- [WORK TO BE COMPLETED] Find "Find the crying" in the material below and restate exactly the line holding it together with every line that comes after.

- [INFORMATION PROVIDED]
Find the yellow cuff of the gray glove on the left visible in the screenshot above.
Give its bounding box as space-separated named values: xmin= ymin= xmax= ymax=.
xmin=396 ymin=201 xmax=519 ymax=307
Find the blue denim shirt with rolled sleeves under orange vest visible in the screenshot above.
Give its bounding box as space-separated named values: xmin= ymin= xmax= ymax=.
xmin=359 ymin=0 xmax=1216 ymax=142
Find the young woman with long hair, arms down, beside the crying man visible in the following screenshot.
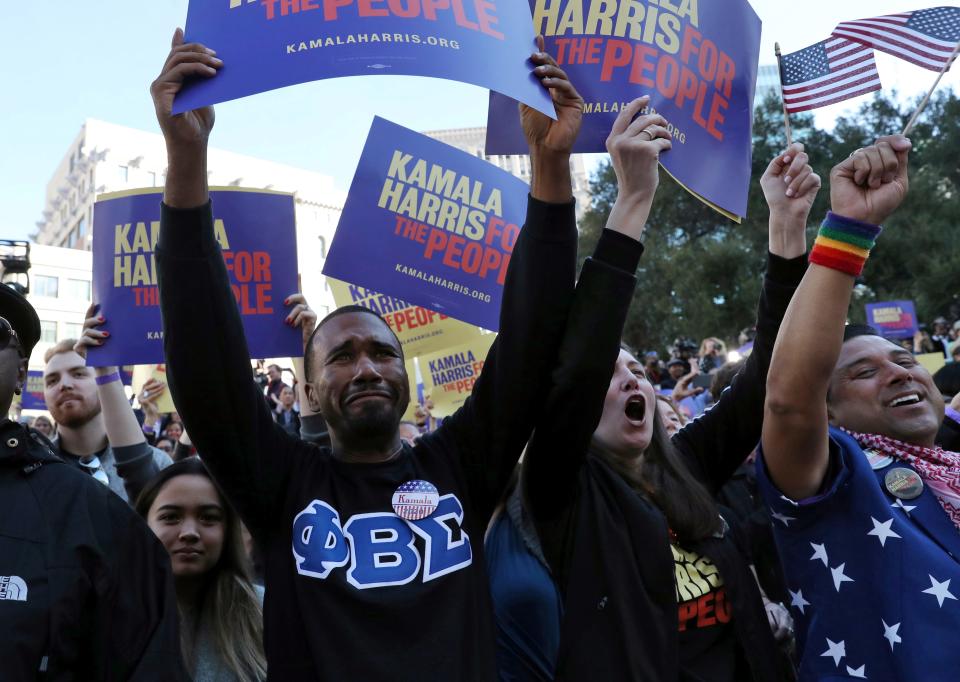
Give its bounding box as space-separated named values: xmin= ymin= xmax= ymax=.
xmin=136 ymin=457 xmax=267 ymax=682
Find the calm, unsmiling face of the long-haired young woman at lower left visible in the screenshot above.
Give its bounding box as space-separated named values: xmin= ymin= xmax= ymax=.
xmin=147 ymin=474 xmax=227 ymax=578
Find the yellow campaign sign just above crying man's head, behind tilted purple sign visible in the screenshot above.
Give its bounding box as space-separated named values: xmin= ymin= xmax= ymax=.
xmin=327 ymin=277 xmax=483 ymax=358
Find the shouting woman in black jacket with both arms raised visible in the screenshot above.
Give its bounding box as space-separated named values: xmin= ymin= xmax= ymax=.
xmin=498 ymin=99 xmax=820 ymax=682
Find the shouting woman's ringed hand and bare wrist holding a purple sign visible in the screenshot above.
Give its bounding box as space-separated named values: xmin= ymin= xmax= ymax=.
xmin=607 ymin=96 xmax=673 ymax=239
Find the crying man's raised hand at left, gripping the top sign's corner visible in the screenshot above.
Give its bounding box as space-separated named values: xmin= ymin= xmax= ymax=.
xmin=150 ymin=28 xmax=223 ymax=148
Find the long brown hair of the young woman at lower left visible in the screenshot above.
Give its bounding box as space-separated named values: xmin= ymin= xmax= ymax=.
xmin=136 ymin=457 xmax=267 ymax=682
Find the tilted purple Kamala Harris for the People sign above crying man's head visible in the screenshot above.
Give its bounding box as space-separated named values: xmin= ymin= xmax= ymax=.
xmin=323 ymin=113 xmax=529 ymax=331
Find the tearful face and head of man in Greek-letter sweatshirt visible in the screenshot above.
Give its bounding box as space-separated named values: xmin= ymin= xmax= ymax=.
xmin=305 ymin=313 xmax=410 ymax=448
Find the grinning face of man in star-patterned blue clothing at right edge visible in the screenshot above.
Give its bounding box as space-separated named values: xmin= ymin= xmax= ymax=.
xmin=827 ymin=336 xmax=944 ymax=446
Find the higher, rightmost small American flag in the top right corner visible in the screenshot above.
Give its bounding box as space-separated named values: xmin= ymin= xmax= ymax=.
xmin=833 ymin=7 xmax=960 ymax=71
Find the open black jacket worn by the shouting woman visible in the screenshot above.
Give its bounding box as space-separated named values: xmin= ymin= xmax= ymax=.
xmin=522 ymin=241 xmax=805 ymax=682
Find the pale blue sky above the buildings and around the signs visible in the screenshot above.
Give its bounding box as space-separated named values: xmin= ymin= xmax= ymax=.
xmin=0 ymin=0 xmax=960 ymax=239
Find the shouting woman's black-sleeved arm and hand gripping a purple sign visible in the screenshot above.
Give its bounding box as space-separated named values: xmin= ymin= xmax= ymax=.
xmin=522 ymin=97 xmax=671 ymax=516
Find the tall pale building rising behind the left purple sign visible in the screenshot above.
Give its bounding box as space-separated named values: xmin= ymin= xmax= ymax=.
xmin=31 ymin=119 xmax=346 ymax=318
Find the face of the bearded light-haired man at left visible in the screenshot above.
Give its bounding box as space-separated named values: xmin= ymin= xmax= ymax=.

- [EXERCISE OUTPUT]
Find the crying man's raised hand at left, gripping the top sign's corner visible in the screenshot above.
Give its bounding box as space-separated named values: xmin= ymin= xmax= ymax=.
xmin=150 ymin=28 xmax=223 ymax=148
Find the long brown hair of the young woman at lower left visible in the screenshot above.
Give its bounding box as space-separated named values: xmin= ymin= xmax= ymax=.
xmin=136 ymin=457 xmax=267 ymax=682
Find the tilted purple Kamala Harris for the People sign above crying man's head visible in the screenshot above.
Give its bounding box as space-separated named values: xmin= ymin= xmax= ymax=.
xmin=323 ymin=113 xmax=529 ymax=331
Find the tearful face and head of man in Greek-letter sweatshirt visible in the screenshot above.
Give its bounding box as space-separated named values: xmin= ymin= xmax= ymax=.
xmin=305 ymin=313 xmax=410 ymax=448
Find the grinning face of man in star-patterned blue clothing at right edge visible in the screenshot above.
Give its bounding box as space-separated named values: xmin= ymin= xmax= ymax=.
xmin=827 ymin=336 xmax=944 ymax=446
Find the higher, rightmost small American flag in the top right corner visible in the screenshot above.
Give its bounding box as space-separated named values: xmin= ymin= xmax= ymax=.
xmin=833 ymin=7 xmax=960 ymax=71
Find the open black jacket worn by the shouting woman visible in the screenshot above.
Give its bounding box as space-separated named values: xmin= ymin= xmax= ymax=.
xmin=522 ymin=241 xmax=805 ymax=682
Find the pale blue sky above the buildings and around the signs visible in the screenshot above.
Give its bounding box as space-separated named values: xmin= ymin= xmax= ymax=.
xmin=0 ymin=0 xmax=960 ymax=239
Find the shouting woman's black-sleeved arm and hand gripping a purple sign visible in the screenshot above.
Give its bounding box as space-separated named values: xmin= ymin= xmax= ymax=.
xmin=522 ymin=97 xmax=671 ymax=516
Find the tall pale building rising behind the left purple sign visible in the screenshot above.
Give its bounding box as space-separated named values: xmin= ymin= xmax= ymax=.
xmin=31 ymin=119 xmax=346 ymax=318
Find the face of the bearded light-haired man at left visible in the screenshot above.
Give its bounding box as space-separated named values: xmin= ymin= xmax= ymax=.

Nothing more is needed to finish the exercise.